◆ **REQUIRED WORK**
Find the line that contains "Where can you see the exhaust". Output it and every line after it to the end of the records, exactly as they appear.

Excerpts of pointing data
* * * * * * *
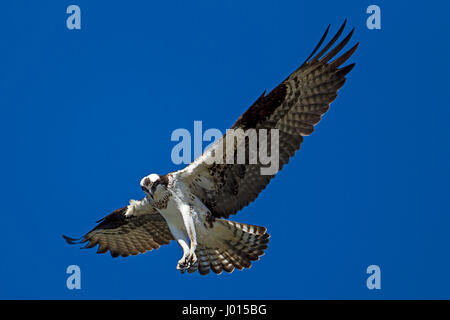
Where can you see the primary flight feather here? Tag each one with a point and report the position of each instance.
(189, 205)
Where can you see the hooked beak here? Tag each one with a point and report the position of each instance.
(147, 192)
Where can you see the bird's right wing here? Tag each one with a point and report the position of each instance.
(293, 108)
(127, 235)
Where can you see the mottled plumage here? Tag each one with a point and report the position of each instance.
(188, 205)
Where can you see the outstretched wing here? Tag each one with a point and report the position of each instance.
(294, 107)
(124, 236)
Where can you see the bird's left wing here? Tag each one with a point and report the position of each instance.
(127, 235)
(294, 107)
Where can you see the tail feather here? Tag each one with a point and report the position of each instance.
(240, 244)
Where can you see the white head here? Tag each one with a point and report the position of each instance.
(151, 183)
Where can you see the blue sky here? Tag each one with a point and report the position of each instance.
(87, 113)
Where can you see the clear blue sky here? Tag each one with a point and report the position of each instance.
(87, 113)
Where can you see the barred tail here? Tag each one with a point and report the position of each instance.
(239, 244)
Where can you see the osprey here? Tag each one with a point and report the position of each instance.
(190, 205)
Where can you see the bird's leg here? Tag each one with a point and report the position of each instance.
(182, 240)
(188, 219)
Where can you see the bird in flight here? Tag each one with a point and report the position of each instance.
(191, 205)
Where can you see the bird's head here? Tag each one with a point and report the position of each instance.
(152, 185)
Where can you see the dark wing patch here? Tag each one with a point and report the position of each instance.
(294, 107)
(124, 236)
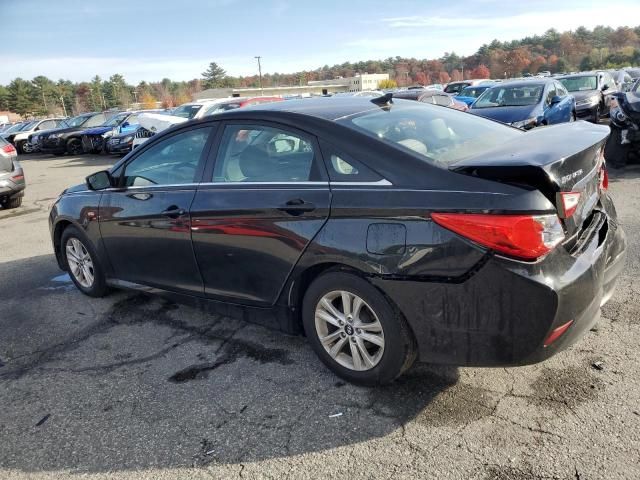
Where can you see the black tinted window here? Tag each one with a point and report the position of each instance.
(252, 153)
(172, 161)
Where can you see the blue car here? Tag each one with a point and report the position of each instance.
(526, 103)
(469, 94)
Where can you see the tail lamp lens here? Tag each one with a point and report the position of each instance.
(568, 203)
(526, 237)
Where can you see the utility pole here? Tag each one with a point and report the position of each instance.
(260, 74)
(64, 109)
(44, 100)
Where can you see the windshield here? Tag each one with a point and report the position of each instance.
(576, 84)
(187, 111)
(77, 121)
(474, 92)
(117, 120)
(440, 136)
(510, 96)
(455, 87)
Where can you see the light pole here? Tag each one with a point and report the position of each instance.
(44, 100)
(260, 74)
(64, 108)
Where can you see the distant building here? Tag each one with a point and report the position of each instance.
(358, 83)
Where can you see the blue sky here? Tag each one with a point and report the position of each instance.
(152, 39)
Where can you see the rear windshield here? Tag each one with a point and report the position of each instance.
(576, 84)
(510, 96)
(437, 135)
(186, 111)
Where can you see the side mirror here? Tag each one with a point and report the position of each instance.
(99, 180)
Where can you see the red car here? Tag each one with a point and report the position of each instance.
(435, 97)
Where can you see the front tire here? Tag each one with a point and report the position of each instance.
(355, 330)
(74, 146)
(82, 263)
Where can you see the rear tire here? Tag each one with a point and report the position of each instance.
(82, 262)
(371, 344)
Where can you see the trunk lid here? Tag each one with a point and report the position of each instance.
(560, 158)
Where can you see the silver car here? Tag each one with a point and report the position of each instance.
(12, 182)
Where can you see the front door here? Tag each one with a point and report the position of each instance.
(266, 199)
(145, 224)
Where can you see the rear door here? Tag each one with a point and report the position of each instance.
(265, 197)
(145, 224)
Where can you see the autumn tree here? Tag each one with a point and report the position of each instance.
(481, 71)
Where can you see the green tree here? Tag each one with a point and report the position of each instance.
(214, 76)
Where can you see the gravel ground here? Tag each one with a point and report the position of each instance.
(130, 386)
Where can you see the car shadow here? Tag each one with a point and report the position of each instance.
(131, 381)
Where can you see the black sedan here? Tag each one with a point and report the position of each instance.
(385, 230)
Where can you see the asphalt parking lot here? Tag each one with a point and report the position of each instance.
(138, 387)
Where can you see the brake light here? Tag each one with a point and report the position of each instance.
(568, 203)
(604, 179)
(8, 148)
(526, 237)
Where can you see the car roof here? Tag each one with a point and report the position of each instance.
(327, 108)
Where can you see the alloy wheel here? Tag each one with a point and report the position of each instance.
(349, 330)
(80, 262)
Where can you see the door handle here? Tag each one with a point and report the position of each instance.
(173, 212)
(297, 206)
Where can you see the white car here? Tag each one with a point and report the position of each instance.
(156, 123)
(21, 140)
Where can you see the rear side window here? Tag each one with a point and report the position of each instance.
(265, 154)
(343, 167)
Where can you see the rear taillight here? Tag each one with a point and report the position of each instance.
(604, 179)
(8, 148)
(568, 203)
(525, 237)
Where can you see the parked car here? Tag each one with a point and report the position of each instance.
(434, 97)
(386, 231)
(21, 139)
(94, 139)
(12, 183)
(455, 88)
(69, 139)
(469, 94)
(14, 129)
(526, 103)
(239, 102)
(592, 91)
(624, 142)
(622, 78)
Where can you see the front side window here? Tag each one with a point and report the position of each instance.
(95, 121)
(253, 153)
(440, 136)
(172, 161)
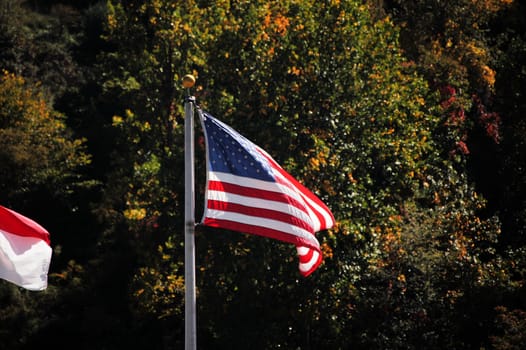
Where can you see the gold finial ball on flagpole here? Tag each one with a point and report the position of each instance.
(188, 81)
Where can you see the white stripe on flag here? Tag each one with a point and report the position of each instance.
(263, 222)
(24, 260)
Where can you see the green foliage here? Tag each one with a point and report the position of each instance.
(36, 146)
(388, 138)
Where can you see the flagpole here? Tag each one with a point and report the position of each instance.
(189, 219)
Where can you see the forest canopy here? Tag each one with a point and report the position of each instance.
(405, 118)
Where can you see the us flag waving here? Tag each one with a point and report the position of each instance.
(247, 191)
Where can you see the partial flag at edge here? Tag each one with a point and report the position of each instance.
(249, 192)
(25, 251)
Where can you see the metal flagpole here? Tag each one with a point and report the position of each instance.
(189, 219)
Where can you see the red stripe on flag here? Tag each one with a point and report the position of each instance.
(259, 230)
(259, 212)
(293, 183)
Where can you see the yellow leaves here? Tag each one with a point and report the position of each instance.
(326, 250)
(135, 214)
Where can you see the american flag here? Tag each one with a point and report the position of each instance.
(247, 191)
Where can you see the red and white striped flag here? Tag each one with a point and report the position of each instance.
(25, 251)
(248, 191)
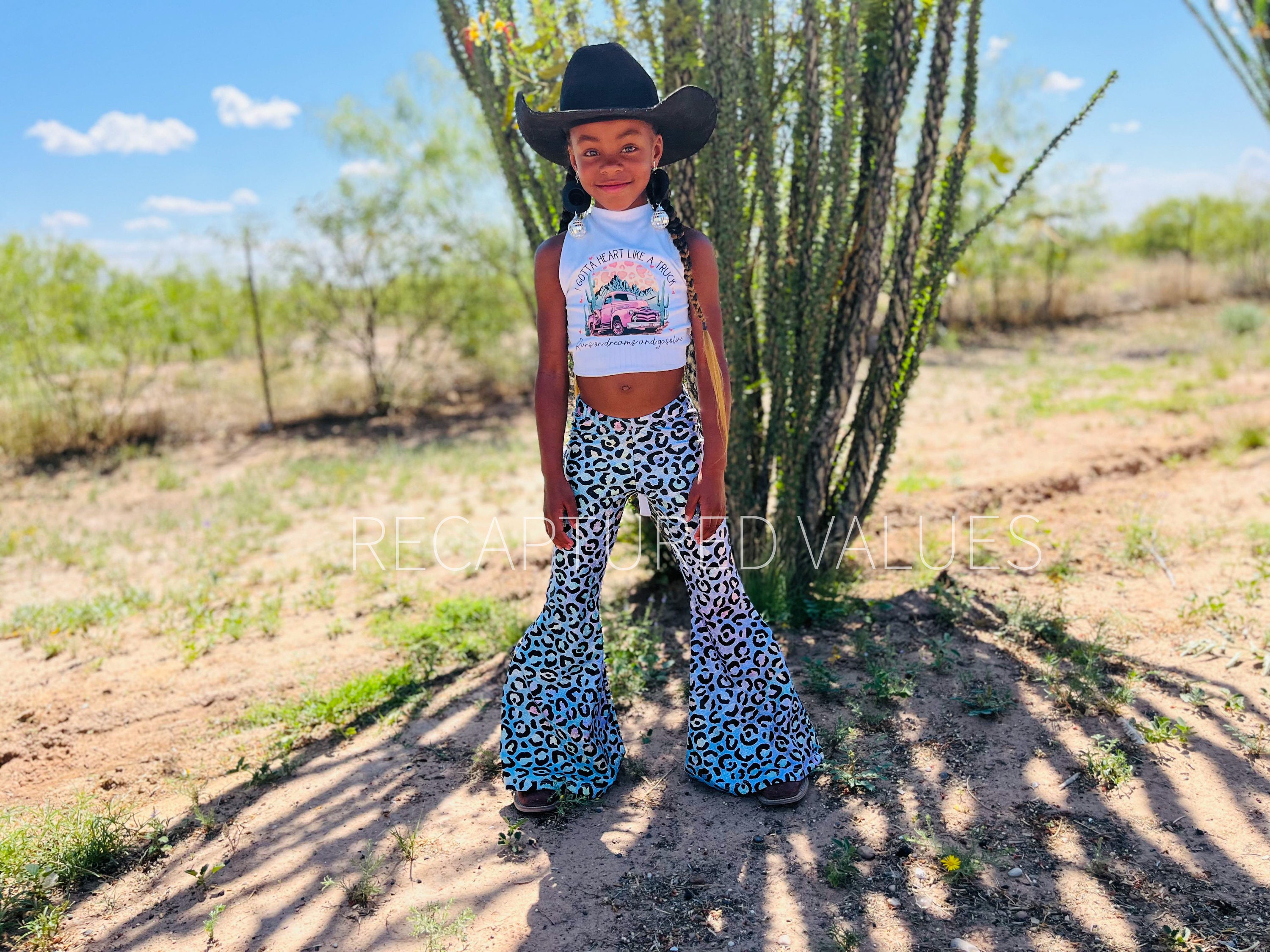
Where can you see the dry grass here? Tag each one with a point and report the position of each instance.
(1100, 287)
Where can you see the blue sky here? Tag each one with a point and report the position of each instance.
(66, 66)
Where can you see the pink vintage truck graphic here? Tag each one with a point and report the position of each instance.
(625, 299)
(623, 313)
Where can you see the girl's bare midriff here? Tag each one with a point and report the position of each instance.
(632, 394)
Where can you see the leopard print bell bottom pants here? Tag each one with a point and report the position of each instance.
(747, 726)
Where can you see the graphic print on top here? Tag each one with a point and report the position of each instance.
(624, 295)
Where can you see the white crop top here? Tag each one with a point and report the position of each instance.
(624, 292)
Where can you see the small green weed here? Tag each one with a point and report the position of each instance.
(52, 625)
(1107, 765)
(41, 930)
(204, 875)
(635, 654)
(840, 869)
(569, 804)
(433, 923)
(1176, 938)
(1255, 744)
(844, 940)
(836, 739)
(1242, 320)
(514, 837)
(460, 630)
(888, 686)
(1231, 701)
(362, 885)
(411, 842)
(361, 701)
(1161, 730)
(848, 775)
(210, 922)
(1195, 697)
(982, 699)
(823, 682)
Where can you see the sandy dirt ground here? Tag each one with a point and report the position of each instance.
(1131, 451)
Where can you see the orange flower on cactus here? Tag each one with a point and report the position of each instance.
(472, 37)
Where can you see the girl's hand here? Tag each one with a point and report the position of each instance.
(708, 494)
(559, 507)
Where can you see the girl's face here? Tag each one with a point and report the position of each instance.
(614, 160)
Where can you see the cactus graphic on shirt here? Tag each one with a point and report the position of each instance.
(628, 294)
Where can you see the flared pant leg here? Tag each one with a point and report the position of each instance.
(747, 725)
(559, 724)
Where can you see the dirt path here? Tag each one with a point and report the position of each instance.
(1132, 446)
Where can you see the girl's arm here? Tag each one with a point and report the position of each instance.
(708, 492)
(552, 390)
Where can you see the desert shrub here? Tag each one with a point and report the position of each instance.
(1241, 320)
(45, 850)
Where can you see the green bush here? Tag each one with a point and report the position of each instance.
(1242, 320)
(45, 850)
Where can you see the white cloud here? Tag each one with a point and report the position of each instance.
(1058, 82)
(115, 132)
(237, 108)
(1129, 190)
(369, 168)
(65, 220)
(179, 205)
(148, 223)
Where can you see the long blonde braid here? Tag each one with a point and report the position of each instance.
(681, 242)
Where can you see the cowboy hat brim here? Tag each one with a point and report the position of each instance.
(685, 120)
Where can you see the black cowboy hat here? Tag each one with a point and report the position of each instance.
(605, 82)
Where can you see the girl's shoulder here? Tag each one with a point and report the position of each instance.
(699, 244)
(549, 252)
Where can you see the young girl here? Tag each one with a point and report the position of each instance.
(623, 290)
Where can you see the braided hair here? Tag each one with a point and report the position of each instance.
(576, 202)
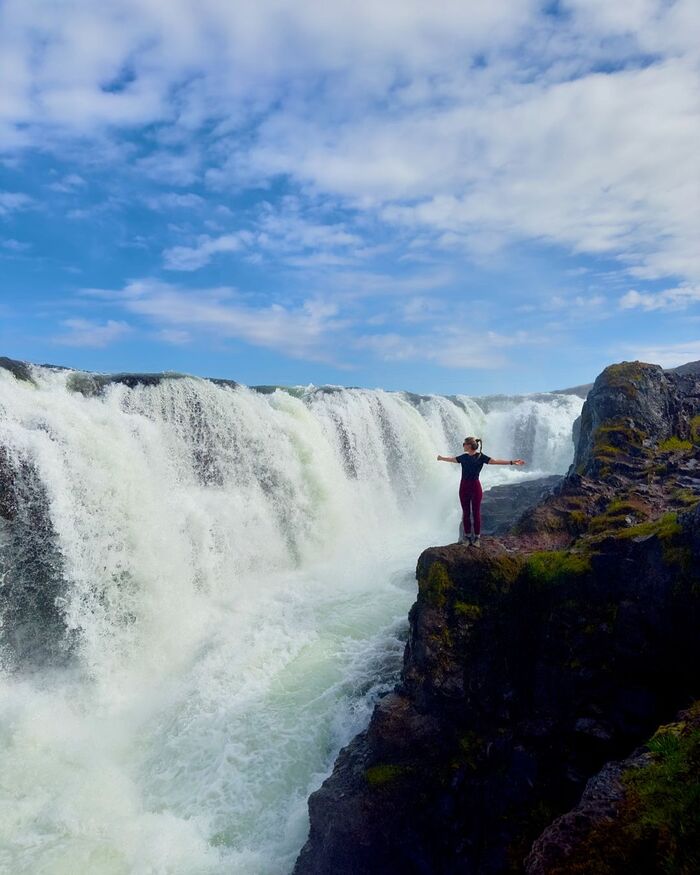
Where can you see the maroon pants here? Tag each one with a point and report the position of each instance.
(470, 493)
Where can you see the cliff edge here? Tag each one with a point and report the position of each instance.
(536, 667)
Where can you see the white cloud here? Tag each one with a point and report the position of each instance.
(193, 257)
(678, 298)
(472, 125)
(447, 345)
(306, 330)
(666, 355)
(68, 184)
(174, 336)
(15, 245)
(11, 201)
(84, 333)
(173, 201)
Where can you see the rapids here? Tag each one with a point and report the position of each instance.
(203, 589)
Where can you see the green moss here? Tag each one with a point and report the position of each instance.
(468, 611)
(657, 827)
(685, 497)
(441, 640)
(695, 429)
(553, 566)
(618, 513)
(665, 528)
(470, 749)
(579, 520)
(437, 585)
(626, 376)
(616, 438)
(675, 444)
(385, 773)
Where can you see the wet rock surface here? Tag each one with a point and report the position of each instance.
(503, 506)
(535, 661)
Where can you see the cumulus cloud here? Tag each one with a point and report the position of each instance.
(666, 355)
(677, 298)
(85, 333)
(11, 201)
(193, 257)
(305, 330)
(341, 132)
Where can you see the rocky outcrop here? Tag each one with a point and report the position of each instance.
(505, 505)
(533, 662)
(19, 370)
(640, 815)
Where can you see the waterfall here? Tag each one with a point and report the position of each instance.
(203, 590)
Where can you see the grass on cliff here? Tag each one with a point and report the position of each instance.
(657, 827)
(627, 376)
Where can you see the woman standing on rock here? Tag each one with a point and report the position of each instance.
(472, 461)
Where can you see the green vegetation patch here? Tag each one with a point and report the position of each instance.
(619, 514)
(616, 438)
(554, 566)
(685, 497)
(468, 611)
(666, 528)
(674, 444)
(437, 584)
(657, 828)
(470, 750)
(385, 773)
(695, 429)
(627, 376)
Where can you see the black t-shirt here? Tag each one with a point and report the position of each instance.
(472, 465)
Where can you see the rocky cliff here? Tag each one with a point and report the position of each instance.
(540, 663)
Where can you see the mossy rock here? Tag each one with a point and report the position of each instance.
(695, 430)
(616, 437)
(468, 611)
(436, 585)
(628, 376)
(550, 567)
(657, 825)
(674, 444)
(386, 773)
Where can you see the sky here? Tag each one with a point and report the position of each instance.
(450, 197)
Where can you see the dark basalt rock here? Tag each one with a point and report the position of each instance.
(31, 571)
(503, 505)
(639, 815)
(90, 384)
(533, 662)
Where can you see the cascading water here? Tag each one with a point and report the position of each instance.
(204, 589)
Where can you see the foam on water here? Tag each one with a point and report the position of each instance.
(233, 574)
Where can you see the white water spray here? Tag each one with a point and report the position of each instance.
(232, 572)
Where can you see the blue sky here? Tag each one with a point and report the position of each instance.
(445, 197)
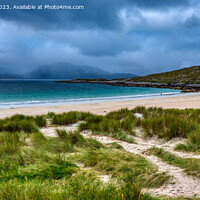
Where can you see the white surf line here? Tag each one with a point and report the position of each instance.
(183, 185)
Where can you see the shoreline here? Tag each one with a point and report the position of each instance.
(180, 101)
(46, 103)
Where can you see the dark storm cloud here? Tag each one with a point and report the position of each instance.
(139, 36)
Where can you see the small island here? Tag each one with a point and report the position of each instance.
(187, 80)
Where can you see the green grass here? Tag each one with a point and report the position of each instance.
(190, 75)
(192, 144)
(82, 185)
(68, 118)
(168, 123)
(190, 165)
(33, 166)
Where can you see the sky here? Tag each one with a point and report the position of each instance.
(135, 36)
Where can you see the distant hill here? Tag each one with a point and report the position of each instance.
(190, 75)
(70, 71)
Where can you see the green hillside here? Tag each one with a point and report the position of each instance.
(186, 75)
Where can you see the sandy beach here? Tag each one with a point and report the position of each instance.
(181, 101)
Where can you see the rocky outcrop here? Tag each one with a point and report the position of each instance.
(127, 83)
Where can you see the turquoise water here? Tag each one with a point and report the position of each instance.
(18, 93)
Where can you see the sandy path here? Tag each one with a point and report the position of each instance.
(183, 101)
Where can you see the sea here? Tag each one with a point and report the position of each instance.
(32, 93)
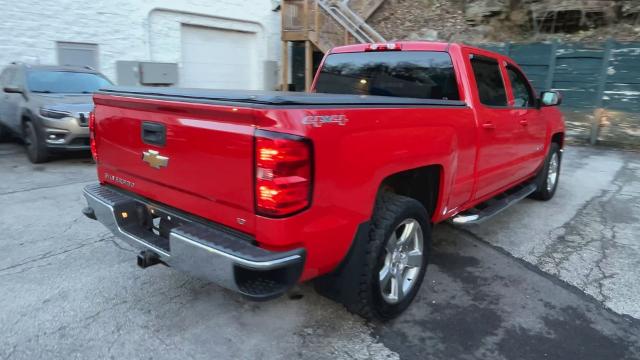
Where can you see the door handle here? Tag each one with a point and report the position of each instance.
(154, 133)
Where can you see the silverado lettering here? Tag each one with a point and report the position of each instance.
(256, 200)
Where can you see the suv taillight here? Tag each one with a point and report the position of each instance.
(283, 173)
(92, 135)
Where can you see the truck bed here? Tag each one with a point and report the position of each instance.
(261, 99)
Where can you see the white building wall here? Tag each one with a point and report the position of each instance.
(138, 30)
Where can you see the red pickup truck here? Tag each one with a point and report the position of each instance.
(257, 191)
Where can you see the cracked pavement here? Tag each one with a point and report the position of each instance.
(69, 290)
(589, 234)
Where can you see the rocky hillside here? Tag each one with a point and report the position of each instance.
(508, 20)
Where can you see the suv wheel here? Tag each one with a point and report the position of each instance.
(396, 258)
(36, 150)
(549, 175)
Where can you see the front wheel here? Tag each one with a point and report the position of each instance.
(36, 150)
(396, 261)
(549, 175)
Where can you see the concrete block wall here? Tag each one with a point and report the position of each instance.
(127, 30)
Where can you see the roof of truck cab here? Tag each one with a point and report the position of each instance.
(410, 46)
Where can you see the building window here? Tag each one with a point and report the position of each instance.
(78, 54)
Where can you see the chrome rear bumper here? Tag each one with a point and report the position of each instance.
(206, 250)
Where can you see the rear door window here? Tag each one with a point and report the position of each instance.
(489, 80)
(522, 94)
(413, 74)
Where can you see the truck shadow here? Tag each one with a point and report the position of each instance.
(479, 302)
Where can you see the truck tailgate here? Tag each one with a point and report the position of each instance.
(195, 157)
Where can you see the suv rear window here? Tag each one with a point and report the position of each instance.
(413, 74)
(47, 81)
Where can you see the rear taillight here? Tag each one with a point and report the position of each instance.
(92, 135)
(283, 173)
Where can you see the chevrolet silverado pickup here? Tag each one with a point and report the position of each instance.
(257, 191)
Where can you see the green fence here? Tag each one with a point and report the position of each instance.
(600, 84)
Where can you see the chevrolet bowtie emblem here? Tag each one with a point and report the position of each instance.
(154, 159)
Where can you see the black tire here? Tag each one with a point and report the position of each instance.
(546, 186)
(391, 211)
(36, 150)
(4, 133)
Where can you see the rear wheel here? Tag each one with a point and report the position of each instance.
(549, 175)
(36, 150)
(4, 133)
(396, 258)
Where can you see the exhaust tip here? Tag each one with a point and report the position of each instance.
(148, 258)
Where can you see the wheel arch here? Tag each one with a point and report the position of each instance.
(422, 184)
(558, 138)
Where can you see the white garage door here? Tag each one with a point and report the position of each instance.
(218, 59)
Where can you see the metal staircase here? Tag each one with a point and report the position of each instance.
(321, 25)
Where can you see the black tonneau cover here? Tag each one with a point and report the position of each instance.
(270, 98)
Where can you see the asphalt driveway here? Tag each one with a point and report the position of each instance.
(556, 280)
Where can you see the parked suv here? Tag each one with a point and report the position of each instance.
(48, 106)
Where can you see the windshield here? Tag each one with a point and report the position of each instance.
(46, 81)
(414, 74)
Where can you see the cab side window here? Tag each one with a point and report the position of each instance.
* * * * * * *
◆ **ANSWER BELOW**
Where can you see the exhaust tip here? Tag each one with a point and report the position of each instance.
(148, 258)
Where can you see the wheel arch here? Tag each one with a point and report the position of each instance.
(422, 184)
(558, 138)
Where can you see the white garage door here? Tag each one with a point and report the position of each instance.
(218, 59)
Where can you see the metal staircase here? Tag each one with a point and report the position of each instance.
(321, 25)
Where can you see the black tonneau cover here? Tag each one with a point and report the position of each instance.
(270, 98)
Where can you see the asphalt driveway here? Tag each one with a point and report the position of each instance.
(556, 280)
Where can you see the parked suv here? Tag each one with a point and report the position of each instance.
(48, 106)
Where can you see the windshield here? Tag each one with a point and report the position of each instance.
(46, 81)
(414, 74)
Where can you see the cab side window here? Tag each one with a point and report the position of each instance.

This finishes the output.